#### [DATA SUPPLIED]

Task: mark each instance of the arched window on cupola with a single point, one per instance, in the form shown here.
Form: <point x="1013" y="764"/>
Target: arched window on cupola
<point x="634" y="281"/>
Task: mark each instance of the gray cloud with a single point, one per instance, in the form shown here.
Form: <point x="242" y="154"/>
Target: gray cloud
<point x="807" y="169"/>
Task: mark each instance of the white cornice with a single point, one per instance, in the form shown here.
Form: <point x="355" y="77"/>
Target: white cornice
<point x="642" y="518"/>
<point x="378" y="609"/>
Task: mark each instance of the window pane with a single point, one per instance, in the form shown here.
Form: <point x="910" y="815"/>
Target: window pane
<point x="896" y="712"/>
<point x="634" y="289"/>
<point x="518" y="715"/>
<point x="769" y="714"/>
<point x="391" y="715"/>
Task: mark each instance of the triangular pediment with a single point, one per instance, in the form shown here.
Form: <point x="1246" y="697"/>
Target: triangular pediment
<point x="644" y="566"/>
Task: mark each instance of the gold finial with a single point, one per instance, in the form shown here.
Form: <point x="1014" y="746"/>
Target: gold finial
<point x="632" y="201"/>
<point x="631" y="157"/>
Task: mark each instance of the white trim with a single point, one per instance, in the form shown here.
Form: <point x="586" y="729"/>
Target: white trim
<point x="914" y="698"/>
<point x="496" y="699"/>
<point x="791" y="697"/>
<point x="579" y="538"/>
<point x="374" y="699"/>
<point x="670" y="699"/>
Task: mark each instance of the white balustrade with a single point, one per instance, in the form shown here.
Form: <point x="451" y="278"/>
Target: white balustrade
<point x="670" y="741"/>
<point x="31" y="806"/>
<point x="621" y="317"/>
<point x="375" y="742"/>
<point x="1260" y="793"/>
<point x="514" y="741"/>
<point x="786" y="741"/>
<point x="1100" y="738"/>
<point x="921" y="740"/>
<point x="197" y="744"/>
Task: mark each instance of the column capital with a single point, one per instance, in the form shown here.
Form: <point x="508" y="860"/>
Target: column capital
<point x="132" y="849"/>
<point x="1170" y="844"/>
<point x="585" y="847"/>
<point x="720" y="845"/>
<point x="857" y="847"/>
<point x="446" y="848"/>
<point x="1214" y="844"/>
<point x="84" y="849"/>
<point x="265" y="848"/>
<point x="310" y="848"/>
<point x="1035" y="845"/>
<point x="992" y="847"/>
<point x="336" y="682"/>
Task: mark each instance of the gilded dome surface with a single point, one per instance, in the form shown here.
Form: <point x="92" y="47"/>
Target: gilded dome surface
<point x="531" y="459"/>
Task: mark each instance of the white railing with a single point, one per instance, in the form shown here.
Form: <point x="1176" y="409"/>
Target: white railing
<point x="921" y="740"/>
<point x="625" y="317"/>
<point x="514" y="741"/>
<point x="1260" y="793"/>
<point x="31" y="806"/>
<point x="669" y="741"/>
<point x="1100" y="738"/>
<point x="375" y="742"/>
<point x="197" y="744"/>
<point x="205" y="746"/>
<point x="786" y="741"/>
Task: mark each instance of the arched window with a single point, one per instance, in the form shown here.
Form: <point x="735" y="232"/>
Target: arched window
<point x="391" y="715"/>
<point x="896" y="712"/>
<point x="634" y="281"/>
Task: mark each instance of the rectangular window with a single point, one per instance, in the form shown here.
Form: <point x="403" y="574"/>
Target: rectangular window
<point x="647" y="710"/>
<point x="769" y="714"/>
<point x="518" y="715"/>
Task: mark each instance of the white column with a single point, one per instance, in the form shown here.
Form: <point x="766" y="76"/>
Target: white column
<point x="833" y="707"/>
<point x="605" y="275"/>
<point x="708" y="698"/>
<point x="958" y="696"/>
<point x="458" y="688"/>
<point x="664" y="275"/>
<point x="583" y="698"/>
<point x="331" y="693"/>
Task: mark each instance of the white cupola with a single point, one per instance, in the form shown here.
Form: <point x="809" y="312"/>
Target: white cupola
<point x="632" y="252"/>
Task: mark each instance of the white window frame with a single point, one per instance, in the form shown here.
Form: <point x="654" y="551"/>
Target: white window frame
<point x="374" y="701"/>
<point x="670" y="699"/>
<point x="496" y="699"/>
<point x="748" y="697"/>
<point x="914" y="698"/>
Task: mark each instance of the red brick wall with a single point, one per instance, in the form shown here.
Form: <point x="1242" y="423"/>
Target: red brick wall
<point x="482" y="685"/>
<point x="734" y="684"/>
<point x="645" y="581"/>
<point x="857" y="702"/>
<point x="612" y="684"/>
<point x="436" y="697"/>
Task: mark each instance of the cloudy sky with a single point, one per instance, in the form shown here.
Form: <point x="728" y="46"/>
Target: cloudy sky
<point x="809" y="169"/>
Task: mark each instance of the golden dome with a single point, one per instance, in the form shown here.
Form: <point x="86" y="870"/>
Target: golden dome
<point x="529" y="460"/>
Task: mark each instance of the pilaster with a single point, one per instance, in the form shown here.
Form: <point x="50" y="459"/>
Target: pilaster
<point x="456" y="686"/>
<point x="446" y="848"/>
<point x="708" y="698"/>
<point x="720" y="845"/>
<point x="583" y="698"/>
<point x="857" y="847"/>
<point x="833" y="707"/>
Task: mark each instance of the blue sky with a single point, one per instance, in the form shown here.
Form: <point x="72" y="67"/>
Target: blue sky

#### [TASK PROMPT]
Copy out the entries. Change nothing.

#### [THE ANSWER]
Task: mark each instance of the arched window on cupola with a single point, one per instance, in the form shown here.
Form: <point x="1013" y="764"/>
Target: arched window on cupola
<point x="634" y="281"/>
Task: mark each instance of the gray cloud with a single point, one per instance, in the form shown here.
Form: <point x="242" y="154"/>
Target: gray cloud
<point x="807" y="169"/>
Task: mark each instance of the white cornice with a single point, one per instance, in the form shown here.
Form: <point x="355" y="77"/>
Target: white cornice
<point x="642" y="518"/>
<point x="378" y="609"/>
Task: mark each instance of the window pane with a single point, one per instance, in the form shown here.
Form: <point x="910" y="815"/>
Target: window pane
<point x="896" y="712"/>
<point x="634" y="289"/>
<point x="518" y="715"/>
<point x="769" y="714"/>
<point x="391" y="715"/>
Task: mark each instance of the triangular pediment with a single point, one per instance, in the form shown here.
Form: <point x="1246" y="697"/>
Target: triangular pediment
<point x="644" y="566"/>
Task: mark each instance of the gold finial with a single point, one per instance, in the form shown here.
Form: <point x="1014" y="746"/>
Target: gold finial
<point x="632" y="201"/>
<point x="631" y="157"/>
Task: mark each instance of the white trim with a single point, one per instance, in the form shown here.
Form: <point x="586" y="729"/>
Target: white trim
<point x="914" y="698"/>
<point x="496" y="699"/>
<point x="791" y="697"/>
<point x="579" y="538"/>
<point x="374" y="699"/>
<point x="670" y="699"/>
Task: mark each instance of the white balustrade with a single point, one per instance, in the form shown here.
Form: <point x="451" y="278"/>
Target: white balustrade
<point x="670" y="741"/>
<point x="31" y="806"/>
<point x="621" y="317"/>
<point x="375" y="742"/>
<point x="1260" y="793"/>
<point x="514" y="741"/>
<point x="786" y="741"/>
<point x="1100" y="738"/>
<point x="921" y="740"/>
<point x="197" y="744"/>
Task: mark each instance of the column capital with a single point, one per instance, in the form shown here.
Form: <point x="508" y="860"/>
Target: column capital
<point x="132" y="849"/>
<point x="1170" y="844"/>
<point x="585" y="847"/>
<point x="720" y="845"/>
<point x="857" y="847"/>
<point x="446" y="848"/>
<point x="1214" y="844"/>
<point x="84" y="849"/>
<point x="265" y="848"/>
<point x="310" y="848"/>
<point x="1035" y="845"/>
<point x="992" y="847"/>
<point x="336" y="682"/>
Task: mark each instance of the gilded dome surface with a single point, one per instance, in the form shown here.
Form: <point x="92" y="47"/>
Target: gilded dome surface
<point x="531" y="459"/>
Task: mark each instance of the white railing with a single point, one per instance, in the form shown here.
Form: <point x="1176" y="409"/>
Target: white railing
<point x="921" y="740"/>
<point x="625" y="317"/>
<point x="514" y="741"/>
<point x="1260" y="793"/>
<point x="31" y="806"/>
<point x="669" y="741"/>
<point x="1100" y="738"/>
<point x="375" y="742"/>
<point x="197" y="744"/>
<point x="205" y="746"/>
<point x="786" y="741"/>
Task: mark each instance of the arched window with a single point, one per instance, in the form shown here.
Form: <point x="735" y="232"/>
Target: arched window
<point x="391" y="715"/>
<point x="896" y="712"/>
<point x="634" y="281"/>
Task: mark each instance of the rectangular window with a single point, one per instance, in the form shown here.
Form: <point x="403" y="574"/>
Target: rectangular window
<point x="647" y="710"/>
<point x="769" y="714"/>
<point x="518" y="715"/>
Task: mark each instance of the white column with a single point, one per instance, in the form shown here.
Form: <point x="766" y="76"/>
Target: white column
<point x="833" y="707"/>
<point x="605" y="275"/>
<point x="708" y="698"/>
<point x="958" y="696"/>
<point x="458" y="688"/>
<point x="664" y="275"/>
<point x="583" y="698"/>
<point x="331" y="693"/>
Task: mark each instance of the white cupola with a single point, one per instance, in the form shown here.
Form: <point x="809" y="312"/>
Target: white cupola
<point x="632" y="252"/>
Task: mark each instance of the white window frame with a single point, one per instance, in the form shown here.
Form: <point x="654" y="551"/>
Target: white window frame
<point x="374" y="701"/>
<point x="670" y="699"/>
<point x="496" y="699"/>
<point x="748" y="697"/>
<point x="914" y="698"/>
Task: mark each instance of the red brick wall with a single point, one per instance, in the form shown here.
Form: <point x="1242" y="423"/>
Target: red brick wall
<point x="482" y="685"/>
<point x="734" y="684"/>
<point x="645" y="581"/>
<point x="857" y="702"/>
<point x="612" y="684"/>
<point x="436" y="697"/>
Task: mark each instance of the cloudy sky with a single point, one per instance, in the form shown here.
Form: <point x="728" y="46"/>
Target: cloudy sky
<point x="809" y="169"/>
Task: mark each instance of the golden dome with a single point, one per instance, in the form shown here.
Form: <point x="86" y="870"/>
Target: golden dome
<point x="529" y="460"/>
Task: mark each instance of the pilaster with a single point, one per instance, in the form shown here.
Form: <point x="50" y="459"/>
Target: pilaster
<point x="456" y="686"/>
<point x="446" y="848"/>
<point x="708" y="698"/>
<point x="720" y="845"/>
<point x="583" y="698"/>
<point x="857" y="847"/>
<point x="833" y="707"/>
Task: mark each instance of the blue sky with a single point, one per instance, in the form shown here.
Form: <point x="72" y="67"/>
Target: blue sky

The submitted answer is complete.